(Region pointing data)
####

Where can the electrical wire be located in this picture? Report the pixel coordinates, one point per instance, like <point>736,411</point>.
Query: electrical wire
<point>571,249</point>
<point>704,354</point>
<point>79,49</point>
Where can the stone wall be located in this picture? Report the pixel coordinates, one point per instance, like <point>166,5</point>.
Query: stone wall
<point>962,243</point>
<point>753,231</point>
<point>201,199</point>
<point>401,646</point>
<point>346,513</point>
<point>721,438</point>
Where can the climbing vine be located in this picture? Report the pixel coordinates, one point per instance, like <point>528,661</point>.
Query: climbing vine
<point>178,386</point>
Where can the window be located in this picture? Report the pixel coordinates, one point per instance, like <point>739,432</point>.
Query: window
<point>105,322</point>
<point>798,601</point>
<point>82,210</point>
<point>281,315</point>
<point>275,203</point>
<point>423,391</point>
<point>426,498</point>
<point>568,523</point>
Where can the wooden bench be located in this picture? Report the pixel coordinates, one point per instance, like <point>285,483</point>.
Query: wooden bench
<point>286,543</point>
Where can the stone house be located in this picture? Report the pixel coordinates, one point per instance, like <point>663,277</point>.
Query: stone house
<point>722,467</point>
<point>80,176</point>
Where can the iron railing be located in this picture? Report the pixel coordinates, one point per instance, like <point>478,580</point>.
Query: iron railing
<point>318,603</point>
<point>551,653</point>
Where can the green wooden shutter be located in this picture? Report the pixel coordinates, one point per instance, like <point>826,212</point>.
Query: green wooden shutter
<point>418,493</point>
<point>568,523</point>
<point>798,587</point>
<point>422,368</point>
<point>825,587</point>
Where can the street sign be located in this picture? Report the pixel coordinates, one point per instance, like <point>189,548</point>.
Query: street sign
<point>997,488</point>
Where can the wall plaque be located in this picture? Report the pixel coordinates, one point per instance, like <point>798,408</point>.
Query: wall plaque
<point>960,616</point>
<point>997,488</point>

####

**WORK TO BE COMPLETED**
Restate the records above verbatim, omitting no line.

**SOLUTION FOR THIS PROBLEM**
Where can the electrical wire be located in this picture? Report the pixel coordinates, one point per instance, like <point>736,411</point>.
Query: electrical wire
<point>571,249</point>
<point>704,354</point>
<point>79,49</point>
Where can the stone wall be located in this picture? Report the pixel coordinates, one point per instance, like <point>166,5</point>.
Query: stone wall
<point>962,243</point>
<point>753,231</point>
<point>201,199</point>
<point>401,646</point>
<point>346,513</point>
<point>721,438</point>
Where can the climbing vine be located in this picture? Report the pixel coordinates, one point per instance, like <point>528,661</point>.
Query: climbing vine
<point>178,386</point>
Where can the window be located in this picture? Report the pixel coordinates, one point per instance, like <point>739,432</point>.
Query: window
<point>105,322</point>
<point>798,601</point>
<point>82,210</point>
<point>281,315</point>
<point>275,203</point>
<point>423,391</point>
<point>426,498</point>
<point>568,523</point>
Where can the wooden bench be located in this picture? Report the pixel coordinates, one point per instance, like <point>285,483</point>.
Query: wooden bench
<point>286,543</point>
Where can the stone house be located in this picture? Report the pixel coordinates, one point per instance, like <point>663,277</point>.
Query: stone house
<point>722,467</point>
<point>80,176</point>
Where can the iron railing be located in this picture? Report the pixel coordinates, one point per instance, like <point>478,580</point>.
Query: iron railing
<point>318,603</point>
<point>551,653</point>
Where can the green wooden shutter be located in this picture? Report the pixel coordinates, one point per instance, like <point>826,212</point>.
Query: green wooden shutter
<point>418,493</point>
<point>568,523</point>
<point>798,587</point>
<point>422,368</point>
<point>825,587</point>
Where can the street sign be located in this picture? Report the pixel coordinates, one point per instance, like <point>189,548</point>.
Query: street sign
<point>997,488</point>
Where can the wall plaque be located in this picture? Report the pixel coordinates, one point per instance, like <point>798,408</point>.
Query: wall plaque
<point>960,616</point>
<point>997,488</point>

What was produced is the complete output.